[SUPPLIED MATERIAL start]

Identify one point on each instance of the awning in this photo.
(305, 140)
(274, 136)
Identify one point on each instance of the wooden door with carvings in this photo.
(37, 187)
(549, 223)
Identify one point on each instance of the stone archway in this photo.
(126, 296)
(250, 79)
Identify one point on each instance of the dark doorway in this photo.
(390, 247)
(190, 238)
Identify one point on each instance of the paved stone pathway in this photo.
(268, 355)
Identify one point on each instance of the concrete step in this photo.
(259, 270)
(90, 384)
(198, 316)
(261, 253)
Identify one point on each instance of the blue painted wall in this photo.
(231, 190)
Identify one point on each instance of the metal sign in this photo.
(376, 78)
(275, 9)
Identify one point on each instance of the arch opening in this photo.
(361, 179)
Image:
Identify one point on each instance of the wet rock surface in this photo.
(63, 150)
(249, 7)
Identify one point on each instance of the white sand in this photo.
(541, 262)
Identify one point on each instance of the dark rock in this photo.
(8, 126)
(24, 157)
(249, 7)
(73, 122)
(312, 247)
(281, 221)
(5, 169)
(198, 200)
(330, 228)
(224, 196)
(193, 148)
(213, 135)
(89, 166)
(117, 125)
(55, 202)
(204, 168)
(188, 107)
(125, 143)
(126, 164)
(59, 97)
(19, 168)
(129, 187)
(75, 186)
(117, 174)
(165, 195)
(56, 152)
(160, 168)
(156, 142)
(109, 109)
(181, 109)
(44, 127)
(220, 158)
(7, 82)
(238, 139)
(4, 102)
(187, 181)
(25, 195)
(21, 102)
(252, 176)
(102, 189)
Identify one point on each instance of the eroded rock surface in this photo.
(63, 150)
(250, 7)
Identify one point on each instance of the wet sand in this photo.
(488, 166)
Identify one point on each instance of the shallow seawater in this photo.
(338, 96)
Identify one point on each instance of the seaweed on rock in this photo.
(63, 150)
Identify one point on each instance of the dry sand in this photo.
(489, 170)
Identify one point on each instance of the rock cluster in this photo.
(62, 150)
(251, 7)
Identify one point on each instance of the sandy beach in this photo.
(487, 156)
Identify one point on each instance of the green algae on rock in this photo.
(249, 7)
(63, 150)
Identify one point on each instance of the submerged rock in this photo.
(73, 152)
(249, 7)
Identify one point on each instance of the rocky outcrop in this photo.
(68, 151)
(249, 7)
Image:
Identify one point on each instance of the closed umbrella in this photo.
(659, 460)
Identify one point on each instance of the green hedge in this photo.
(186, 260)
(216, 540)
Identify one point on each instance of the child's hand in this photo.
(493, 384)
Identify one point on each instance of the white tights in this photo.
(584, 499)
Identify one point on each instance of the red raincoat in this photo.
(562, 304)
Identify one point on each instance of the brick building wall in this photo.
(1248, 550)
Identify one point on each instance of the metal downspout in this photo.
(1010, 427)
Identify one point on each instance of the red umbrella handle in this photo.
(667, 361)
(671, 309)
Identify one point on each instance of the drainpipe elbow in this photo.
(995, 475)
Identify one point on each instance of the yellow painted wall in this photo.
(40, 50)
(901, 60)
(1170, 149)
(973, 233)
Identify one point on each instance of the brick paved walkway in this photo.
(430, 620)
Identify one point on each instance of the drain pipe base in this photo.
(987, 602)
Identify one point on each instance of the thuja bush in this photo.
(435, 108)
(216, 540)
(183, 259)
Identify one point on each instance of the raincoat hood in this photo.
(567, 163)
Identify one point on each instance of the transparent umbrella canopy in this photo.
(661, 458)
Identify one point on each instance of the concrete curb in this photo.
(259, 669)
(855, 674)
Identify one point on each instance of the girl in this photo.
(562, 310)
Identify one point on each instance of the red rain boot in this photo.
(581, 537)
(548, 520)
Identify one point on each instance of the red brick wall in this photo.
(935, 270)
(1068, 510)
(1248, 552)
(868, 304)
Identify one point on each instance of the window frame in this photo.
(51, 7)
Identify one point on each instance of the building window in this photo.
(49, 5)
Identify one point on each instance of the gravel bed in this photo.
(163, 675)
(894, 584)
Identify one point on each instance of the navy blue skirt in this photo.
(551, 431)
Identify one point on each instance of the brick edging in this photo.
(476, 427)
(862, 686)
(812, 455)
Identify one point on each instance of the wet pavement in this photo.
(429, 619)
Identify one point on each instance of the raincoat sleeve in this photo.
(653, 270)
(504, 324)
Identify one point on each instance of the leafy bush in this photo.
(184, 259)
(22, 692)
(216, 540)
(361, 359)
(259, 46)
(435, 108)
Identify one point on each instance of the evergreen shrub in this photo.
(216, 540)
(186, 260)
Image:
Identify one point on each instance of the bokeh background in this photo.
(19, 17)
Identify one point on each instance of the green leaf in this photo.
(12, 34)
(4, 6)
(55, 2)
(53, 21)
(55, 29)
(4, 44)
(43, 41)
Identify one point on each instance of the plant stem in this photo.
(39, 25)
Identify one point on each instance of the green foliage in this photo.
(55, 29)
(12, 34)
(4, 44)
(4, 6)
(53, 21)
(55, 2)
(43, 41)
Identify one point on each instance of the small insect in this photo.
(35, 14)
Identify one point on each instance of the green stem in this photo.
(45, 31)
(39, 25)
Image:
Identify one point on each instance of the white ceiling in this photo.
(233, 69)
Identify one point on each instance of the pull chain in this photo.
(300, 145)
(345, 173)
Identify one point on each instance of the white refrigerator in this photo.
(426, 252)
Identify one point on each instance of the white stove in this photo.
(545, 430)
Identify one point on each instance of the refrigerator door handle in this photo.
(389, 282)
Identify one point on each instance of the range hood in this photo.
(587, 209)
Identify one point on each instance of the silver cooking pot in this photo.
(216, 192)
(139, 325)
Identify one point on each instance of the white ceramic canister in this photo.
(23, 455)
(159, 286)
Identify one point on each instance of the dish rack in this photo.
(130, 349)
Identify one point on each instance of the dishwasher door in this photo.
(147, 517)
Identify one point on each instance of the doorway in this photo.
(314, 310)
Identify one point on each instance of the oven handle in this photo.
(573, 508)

[SUPPLIED MATERIAL end]

Reproduce all the data word for word.

- [EXERCISE OUTPUT]:
Identify one point on each instance of the awning in this photo.
(305, 140)
(274, 136)
Identify one point on each instance of the wooden door with carvings in this photo.
(37, 187)
(549, 223)
Identify one point on each instance of the stone archway in this photo.
(126, 296)
(250, 79)
Identify one point on each instance of the dark doorway in this photo.
(390, 247)
(190, 238)
Identify one point on each instance of the paved stone pathway in this photo.
(268, 355)
Identify one point on each instance of the concrete step in this photo.
(259, 270)
(90, 384)
(198, 316)
(261, 253)
Identify one point on each instance of the blue painted wall in this photo.
(231, 190)
Identify one point on each instance of the metal sign in this photo.
(376, 78)
(275, 9)
Identify one point on each instance of the arch opening in this photo.
(361, 179)
Image:
Identify one point on each instance of the wet rock surface in this photo.
(63, 150)
(249, 7)
Identify one point on each instance of the white sand in this photo.
(541, 262)
Identify one point on each instance of the dark rock in this photo.
(8, 126)
(24, 157)
(249, 7)
(73, 122)
(312, 247)
(281, 221)
(5, 169)
(198, 200)
(330, 228)
(224, 196)
(193, 148)
(213, 135)
(89, 166)
(117, 125)
(55, 202)
(204, 168)
(188, 107)
(125, 143)
(126, 164)
(59, 97)
(19, 168)
(129, 187)
(75, 186)
(117, 174)
(165, 195)
(56, 152)
(160, 168)
(156, 142)
(109, 109)
(181, 109)
(44, 127)
(220, 158)
(7, 82)
(238, 139)
(4, 102)
(187, 181)
(25, 195)
(21, 102)
(252, 176)
(102, 189)
Identify one point on each instance of the eroded rock surface in this photo.
(63, 150)
(250, 7)
Identify one point on each instance of the wet sand in this photo.
(488, 166)
Identify one point on each instance of the shallow seawater in this photo.
(338, 96)
Identify one point on each instance of the seaweed on rock in this photo.
(63, 150)
Identify one point on each instance of the dry sand in this photo.
(489, 170)
Identify one point on each instance of the rock cluster in this photo.
(62, 150)
(251, 7)
Identify one point on each instance of the sandy beach in this photo.
(487, 156)
Identify one point on each instance of the green algae on rock in this photo.
(249, 7)
(63, 150)
Identify one point on each instance of the submerged rock in this photo.
(73, 152)
(249, 7)
Identify one point on each instance of the rocky outcrop in this photo.
(68, 151)
(249, 7)
Image:
Identify one point on each instance of the closed umbrella in this photo.
(659, 460)
Identify one point on each instance of the green hedge in this photo.
(186, 260)
(216, 540)
Identify one point on each instance of the child's hand in this photo.
(493, 384)
Identify one point on each instance of the white tights in this photo.
(584, 499)
Identify one point on each instance of the red raincoat in this photo.
(562, 304)
Identify one point on each instance of the brick building wall in this photo.
(1248, 550)
Identify one point on each instance of the metal downspout in this photo.
(1010, 427)
Identify one point on each instance of the red umbrella handle in this photo.
(667, 361)
(671, 309)
Identify one point on each instance of the drainpipe elbow in this photo.
(995, 475)
Identify one point on each instance of the yellow painted wall in this photo.
(40, 50)
(901, 60)
(1170, 149)
(973, 233)
Identify one point on each instance of the brick paved walkway in this photo.
(430, 620)
Identify one point on each instance of the drain pipe base in this photo.
(987, 602)
Identify one point on each instance of the thuja bush in this photo.
(435, 108)
(216, 540)
(183, 259)
Identify one point on each instance of the raincoat hood in this photo.
(567, 163)
Identify one point on each instance of the transparent umbrella canopy in this photo.
(661, 458)
Identify one point on each instance of the concrete curb in this photo.
(259, 669)
(855, 674)
Identify one point on each instance of the girl in this photo.
(562, 310)
Identify one point on each instance of the red rain boot in this photo.
(581, 537)
(548, 520)
Identify one point on each instance of the red brick wall in this photo.
(935, 270)
(1068, 510)
(1248, 552)
(868, 304)
Identify one point on each instance of the window frame in this photo.
(51, 7)
Identify one point on each instance of the building window in this photo.
(49, 5)
Identify one point on each instance of the gravel bed in this photo.
(163, 675)
(894, 584)
Identify one point on each instance of the navy blue skirt in this photo.
(551, 431)
Identify one point on each instance of the brick edging in this photo.
(476, 427)
(862, 686)
(812, 455)
Identify one point on each instance of the wet pavement in this photo.
(429, 619)
Identify one point on each instance of the raincoat sleeve in this photo.
(653, 270)
(504, 324)
Identify one point on each instance of the leafy bush in this photo.
(184, 259)
(22, 692)
(216, 540)
(361, 359)
(259, 46)
(435, 108)
Identify one point on each instance of the evergreen shrub in this photo.
(216, 540)
(186, 260)
Image:
Identify one point on each instance of the bokeh background in this photo.
(19, 17)
Identify one point on each instance of the green leaf in this photo.
(12, 34)
(4, 6)
(55, 2)
(53, 21)
(55, 29)
(4, 44)
(43, 41)
Identify one point on each instance of the plant stem in this photo.
(39, 25)
Identify one point on each instance of the green foliage in this photo.
(55, 29)
(12, 34)
(4, 44)
(4, 6)
(53, 21)
(55, 2)
(43, 41)
Identify one point on each instance of the small insect in this photo.
(35, 14)
Identify one point on each instance of the green stem in this photo.
(45, 31)
(39, 25)
Image:
Identify one point on each instance of the white ceiling in this photo.
(233, 69)
Identify one point on each instance of the pull chain in this photo.
(300, 145)
(345, 173)
Identify one point on each instance of the white refrigerator in this photo.
(426, 252)
Identify one point on each instance of the white stove in this photo.
(545, 430)
Identify one point on each instance of the refrigerator door handle in this photo.
(389, 282)
Identify one point on each instance of the range hood in this photo.
(587, 209)
Identify one point on each instance of the silver cooking pot in this photo.
(216, 192)
(139, 325)
Identify one point on each instance of the white ceramic canister in this photo.
(23, 455)
(159, 286)
Identify one point on each instance of the dish rack in this photo.
(130, 349)
Identify one point on each instance of the dishwasher door in this photo.
(147, 517)
Identify one point on each instance of the doorway in this photo.
(314, 310)
Identify one point on each instance of the oven handle in this photo.
(573, 508)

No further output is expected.